Registros de identificación de posiciones
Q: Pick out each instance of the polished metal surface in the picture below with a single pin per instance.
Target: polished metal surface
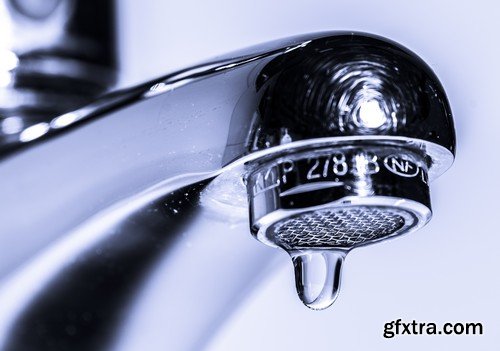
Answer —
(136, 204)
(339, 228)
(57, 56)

...

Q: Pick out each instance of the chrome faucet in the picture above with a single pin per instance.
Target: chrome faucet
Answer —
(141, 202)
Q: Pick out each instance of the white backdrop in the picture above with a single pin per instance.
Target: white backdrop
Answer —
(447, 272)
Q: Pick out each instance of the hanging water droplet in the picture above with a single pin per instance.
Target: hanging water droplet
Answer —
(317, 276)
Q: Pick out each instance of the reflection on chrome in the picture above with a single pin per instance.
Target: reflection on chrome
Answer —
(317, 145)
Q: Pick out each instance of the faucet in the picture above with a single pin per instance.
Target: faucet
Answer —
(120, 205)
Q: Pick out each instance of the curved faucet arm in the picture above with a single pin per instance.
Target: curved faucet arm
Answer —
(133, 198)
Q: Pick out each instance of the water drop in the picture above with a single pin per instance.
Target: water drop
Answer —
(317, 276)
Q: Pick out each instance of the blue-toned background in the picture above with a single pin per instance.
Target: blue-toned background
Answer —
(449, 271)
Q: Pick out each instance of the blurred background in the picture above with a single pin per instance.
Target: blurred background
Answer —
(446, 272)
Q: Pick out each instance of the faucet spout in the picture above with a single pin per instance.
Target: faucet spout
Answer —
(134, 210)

• **Tarea por realizar**: Por favor, extrae y copia cada línea de las entradas que contenga la palabra "blue".

• **Respuesta del ejercicio**:
Q: Pick out each instance of the blue-toned background in the picture above with a single pin per instance.
Target: blue-toned background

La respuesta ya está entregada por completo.